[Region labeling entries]
──────────
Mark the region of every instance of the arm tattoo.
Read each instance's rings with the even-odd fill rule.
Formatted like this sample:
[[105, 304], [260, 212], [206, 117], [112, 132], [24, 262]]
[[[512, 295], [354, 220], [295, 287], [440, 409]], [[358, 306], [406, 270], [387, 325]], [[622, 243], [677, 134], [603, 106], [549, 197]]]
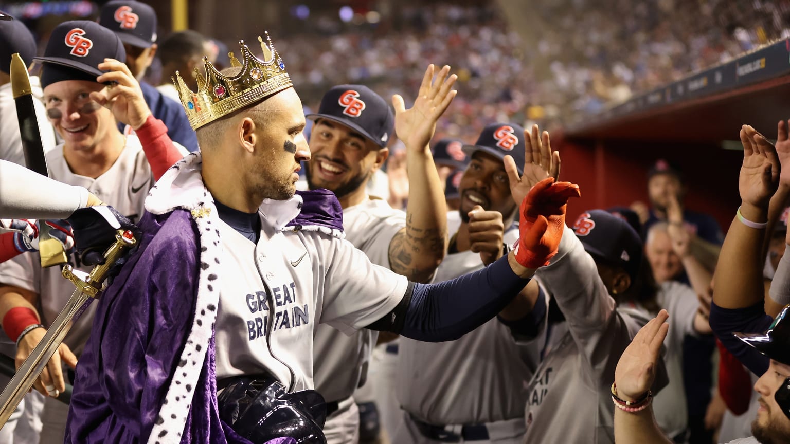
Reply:
[[431, 280], [444, 255], [446, 230], [413, 227], [409, 215], [406, 227], [389, 243], [389, 268], [410, 280]]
──────────
PROBLEM :: Rewrite every line of the entries above, including the requests, with each coordinate in the answers multiplied by 2.35 and rounded to the nearest whole number, rounding halves up. Leave the numbers in the requests and format samples unchanged, and omit the pictures.

FULL SOLUTION ::
Mark the region of every instance of the arm tattoo.
Read each instance's rings with the even-odd fill rule.
Formatted like this sample:
[[105, 304], [260, 212], [206, 117], [112, 132], [24, 262]]
[[[512, 295], [354, 220], [295, 287], [440, 409]], [[358, 306], [406, 270], [387, 325]], [[622, 243], [677, 134], [603, 106], [549, 197]]]
Reply:
[[1013, 658], [1043, 599], [1048, 541], [971, 533], [961, 505], [954, 533], [914, 571], [914, 630], [964, 658]]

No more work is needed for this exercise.